• EXTRAIT
□ □ □ □
Malheureusement, ces questions sont désormais sorties du débat car elles ont été érigées en totem idéologiques. Oser en discuter s’apparente à une agression envers le « camp du bien » qui prétend imposer sa supériorité morale à tout opposant. A partir de là, toute argumentation rationnelle s’opposant au « camp du bien » est disqualifiée ce qui empêche tout débat raisonnable.
Sortir de la polémique sur les produits animaux
Il se trouve que le « camp du bien » a déclaré que la consommation de produits animaux s’apparentait à la fois à une exploitation du vivant et à une pollution inutile de la planète. A force de messages médiatiques incessants faisant appel à l’émotion plus qu’à la réflexion, les urbains ont été convaincus que, pour se maintenir dans le « camp du bien », il leur fallait arrêter la consommation des produits animaux (et ne consommer que du bio par ailleurs). Les éleveurs de vaches, cochons, poulets, qui œuvrent depuis des siècles pour produire nourriture et plaisir à la population urbaine autrefois ouvrière, sont aujourd’hui qualifiés de pollueurs et de bourreaux. Les leaders du « camp du bien » défendent des arguments ridiculement faibles, qui ne tiendraient pas longtemps face à un journaliste qualifié ou lors d’un débat entre experts en agriculture, nutrition humaine ou santé animale. Mais force est de constater que l’intensité médiatique est telle que les contre-vérités relatives à l’élevage et à l’industrie des viandes s’installent dans l’opinion.
□ □ □ □
• JEU DE DONNÉES
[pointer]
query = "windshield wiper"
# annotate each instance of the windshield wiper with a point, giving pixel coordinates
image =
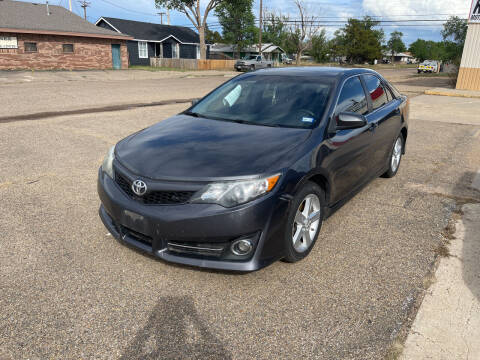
□ □ □ □
L'extrait confirme-t-il chacune des affirmations suivantes ? Répondez par oui ou par non, en citant mot pour mot les termes de l'extrait qui tranchent. (a) Les éleveurs sont aujourd'hui qualifiés de pollueurs et de bourreaux. (b) Les messages médiatiques font appel à la réflexion plus qu'à l'émotion. (c) Les urbains ont été convaincus de ne consommer que des produits locaux.

• RÉPONSE ATTENDUE
(a) Oui : « sont aujourd’hui qualifiés de pollueurs et de bourreaux ».
(b) Non : « faisant appel à l’émotion plus qu’à la réflexion ».
(c) Non : « et ne consommer que du bio par ailleurs ».